→ **Pointing dataset excerpts**
========================

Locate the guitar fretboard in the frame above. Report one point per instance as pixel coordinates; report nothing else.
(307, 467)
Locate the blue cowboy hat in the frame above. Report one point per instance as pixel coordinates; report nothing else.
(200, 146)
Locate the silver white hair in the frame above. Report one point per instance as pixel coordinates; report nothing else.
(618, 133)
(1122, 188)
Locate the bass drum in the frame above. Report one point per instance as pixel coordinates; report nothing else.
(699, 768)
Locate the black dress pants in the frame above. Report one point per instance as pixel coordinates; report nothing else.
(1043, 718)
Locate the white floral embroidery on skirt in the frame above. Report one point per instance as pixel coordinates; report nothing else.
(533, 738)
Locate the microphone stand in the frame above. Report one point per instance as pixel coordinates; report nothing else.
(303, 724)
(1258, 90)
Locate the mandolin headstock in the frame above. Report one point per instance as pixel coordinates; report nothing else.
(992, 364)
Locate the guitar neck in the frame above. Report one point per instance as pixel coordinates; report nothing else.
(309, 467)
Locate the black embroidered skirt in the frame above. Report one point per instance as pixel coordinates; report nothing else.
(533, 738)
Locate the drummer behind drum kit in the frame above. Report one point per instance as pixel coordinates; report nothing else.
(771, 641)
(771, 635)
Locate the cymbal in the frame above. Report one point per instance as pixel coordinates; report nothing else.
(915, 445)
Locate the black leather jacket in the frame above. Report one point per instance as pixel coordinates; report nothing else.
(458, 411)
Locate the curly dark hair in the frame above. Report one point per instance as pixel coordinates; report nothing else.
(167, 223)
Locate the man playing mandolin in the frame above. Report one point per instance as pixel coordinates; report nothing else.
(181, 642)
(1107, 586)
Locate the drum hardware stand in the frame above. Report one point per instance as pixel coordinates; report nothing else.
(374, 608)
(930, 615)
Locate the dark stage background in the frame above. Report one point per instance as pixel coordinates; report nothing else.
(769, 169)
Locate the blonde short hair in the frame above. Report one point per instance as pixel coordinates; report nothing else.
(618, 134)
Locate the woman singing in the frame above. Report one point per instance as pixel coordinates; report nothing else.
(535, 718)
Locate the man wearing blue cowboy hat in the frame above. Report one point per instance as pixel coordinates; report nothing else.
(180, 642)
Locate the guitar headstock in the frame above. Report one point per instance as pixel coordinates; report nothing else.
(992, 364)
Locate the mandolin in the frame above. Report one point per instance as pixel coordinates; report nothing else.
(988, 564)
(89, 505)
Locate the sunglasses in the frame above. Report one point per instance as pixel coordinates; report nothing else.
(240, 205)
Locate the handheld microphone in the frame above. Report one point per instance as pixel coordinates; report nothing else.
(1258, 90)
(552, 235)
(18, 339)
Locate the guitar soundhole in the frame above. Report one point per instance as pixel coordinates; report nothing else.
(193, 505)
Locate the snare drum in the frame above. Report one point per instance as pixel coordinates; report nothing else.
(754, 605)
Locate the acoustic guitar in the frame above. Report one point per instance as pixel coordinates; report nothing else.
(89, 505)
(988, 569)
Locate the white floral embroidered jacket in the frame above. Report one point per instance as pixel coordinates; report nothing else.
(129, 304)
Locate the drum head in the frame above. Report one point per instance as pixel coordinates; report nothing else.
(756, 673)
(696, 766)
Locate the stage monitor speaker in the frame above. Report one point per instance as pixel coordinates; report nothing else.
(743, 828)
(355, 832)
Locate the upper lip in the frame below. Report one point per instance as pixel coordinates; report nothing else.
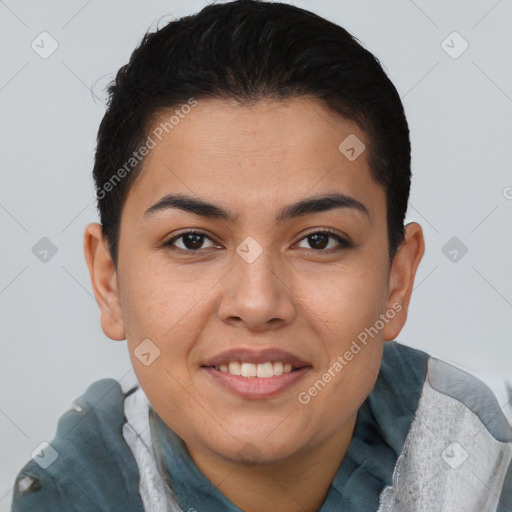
(256, 357)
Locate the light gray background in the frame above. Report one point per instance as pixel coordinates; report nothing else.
(459, 111)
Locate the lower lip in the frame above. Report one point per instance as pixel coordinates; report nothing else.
(256, 387)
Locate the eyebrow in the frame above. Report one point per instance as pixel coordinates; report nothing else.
(303, 207)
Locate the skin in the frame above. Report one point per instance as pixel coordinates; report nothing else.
(310, 301)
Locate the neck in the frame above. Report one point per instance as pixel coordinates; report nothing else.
(297, 484)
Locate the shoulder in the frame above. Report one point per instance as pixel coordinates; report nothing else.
(458, 448)
(87, 463)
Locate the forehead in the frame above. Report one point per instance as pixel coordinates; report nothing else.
(247, 156)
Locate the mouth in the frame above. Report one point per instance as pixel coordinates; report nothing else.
(261, 370)
(256, 374)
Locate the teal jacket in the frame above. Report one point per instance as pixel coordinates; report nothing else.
(428, 438)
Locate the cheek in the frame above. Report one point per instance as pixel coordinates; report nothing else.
(344, 303)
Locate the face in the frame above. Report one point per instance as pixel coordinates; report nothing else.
(258, 287)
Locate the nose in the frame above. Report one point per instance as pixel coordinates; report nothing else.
(257, 294)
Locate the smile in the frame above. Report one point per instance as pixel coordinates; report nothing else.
(262, 370)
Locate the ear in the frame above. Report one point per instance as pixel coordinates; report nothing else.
(104, 281)
(401, 279)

========================

→ **YOUR GOAL**
Please rewrite all of the material above with "in the photo above" substituted for every "in the frame above" and nothing else changed. Leave the pictures out of your answer.

→ **COMPLETE RESPONSE**
Locate the guitar fretboard in the photo above. Report one point per instance as pixel coordinates; report nothing else.
(307, 467)
Locate the blue cowboy hat in the photo above. Report one point per instance as pixel coordinates; report nothing else.
(200, 146)
Locate the silver white hair in the photo above. Report one point per instance as pixel coordinates; report nothing else.
(618, 133)
(1122, 188)
Locate the bass drum in the photo above. Report one point per instance as pixel coordinates; report nothing else.
(699, 768)
Locate the black dress pants in the photo above. Report one point per instance as pixel coordinates; report nothing else.
(1043, 718)
Locate the white floral embroidery on skirt in the photo above. Report one point per instance as pixel coordinates; report nothing else.
(533, 738)
Locate the microphone stand in the photo above. Report one point per instance as pixel coordinates; report nothing else.
(303, 724)
(1258, 90)
Locate the mandolin headstock in the photo above. Report one point per instance as pixel coordinates; report nothing else.
(992, 364)
Locate the guitar neck in the photo above. Report one point per instance as pixel coordinates; report nothing else.
(309, 467)
Locate the black embroidered skirt in the photo above. Report one point per instance as pixel coordinates; report nothing else.
(533, 738)
Locate the drummer behind drum kit in the photo above. Report one point per instance as pixel coordinates; report nothing else.
(771, 641)
(771, 635)
Locate the cymbal in the photo above. Report one point per instance as pixel coordinates; report nothing else.
(915, 445)
Locate the black leather jacket in the photo above. Report one point per instance as pixel coordinates; report nothing else.
(458, 411)
Locate the curly dark hair in the photo above. Report one point per instance as pixel coordinates; report nothing else.
(167, 223)
Locate the man playing mandolin in the photo above. Report one point per instance as pixel coordinates; report nothing else.
(181, 642)
(1107, 586)
Locate the drum hardware stand in the photo above. Report one point per instance as pixel coordinates; report nothing else.
(374, 608)
(930, 615)
Locate the dark stage background in the photo above. Report one point per instance as pixel coordinates; report nothing else.
(769, 169)
Locate the blonde short hair in the photo above. Report one point per instance as pixel coordinates; report nothing else.
(618, 134)
Locate the woman singing in the photo above. Report one point per instance as pixel coordinates; report nothing else.
(535, 718)
Locate the man wearing blue cowboy hat in the photo above. Report one point per instance as pixel coordinates; report nothing else.
(180, 642)
Locate the guitar headstock in the photo above. Report one point per instance as pixel coordinates; report nothing else.
(992, 364)
Locate the mandolin in the photo above. Report one point per instance as pixel coordinates; report nothing else.
(988, 564)
(89, 505)
Locate the sunglasses in the photo above. Report one point per instance as pixel coordinates; report nothing else.
(240, 205)
Locate the handheld microphone in the photo above. Report one point per instance as pixel coordinates; report nothing else.
(1258, 90)
(552, 235)
(18, 339)
Locate the guitar soundhole in the photo above. Report one point per instance as pixel coordinates; report nothing else.
(193, 505)
Locate the snare drum in the photo above. Report one point per instance as pixel coordinates; report nothing else.
(754, 605)
Locate the acoustic guitar in the photo above. Report one point per instance as pixel coordinates; report nothing else.
(89, 505)
(988, 569)
Locate the white floral embroidered jacket in the photo above. Report one point per instance as pixel coordinates; report nothing else.
(129, 304)
Locate the drum head in the photo above. Report one point per instance as pixel coordinates; report nothing else.
(756, 673)
(696, 766)
Locate the stage monitor speaker in the photo above. Report one point per instance as pixel coordinates; report nothing else.
(743, 828)
(355, 832)
Locate the upper lip in the frame below. Report one point per instance as pixel coordinates; report nothing else.
(256, 357)
Locate the light gray background in the photo above. Report one point per instance as pixel coordinates; report nothing else.
(459, 111)
Locate the lower lip in the photo above. Report one point per instance as pixel coordinates; report nothing else.
(256, 387)
Locate the eyebrow in the photo above. Report one point per instance as pixel coordinates; report nothing else.
(303, 207)
Locate the skin in the photo above. Report one point per instance as pixel coordinates; report nothing else.
(310, 301)
Locate the neck in the photo above. Report one point per instance as pixel coordinates; report nothing else.
(297, 484)
Locate the shoulder in the photo above. Report one point per instance as pixel coordinates; report nothing else.
(458, 448)
(87, 463)
Locate the forehead in the photo above. Report one point per instance as pixel coordinates; report nothing else.
(247, 156)
Locate the mouth in the photo above. Report one point per instance as pixel coordinates; report nothing else.
(261, 370)
(256, 374)
Locate the teal jacket in the photo above. Report one point per instance as pixel coordinates; report nothing else.
(428, 438)
Locate the cheek in the photo above. Report one point per instance as pixel coordinates; report nothing else.
(344, 303)
Locate the face in the photo above. Report one point per instance as pixel coordinates; report nothing else.
(258, 287)
Locate the nose in the photo above. Report one point per instance as pixel coordinates; report nothing else.
(257, 294)
Locate the smile in the photo above. Report one point per instance as pixel coordinates; report nothing else.
(262, 370)
Locate the ear in the photo above. Report one point per instance as pixel coordinates; report nothing else.
(104, 281)
(401, 279)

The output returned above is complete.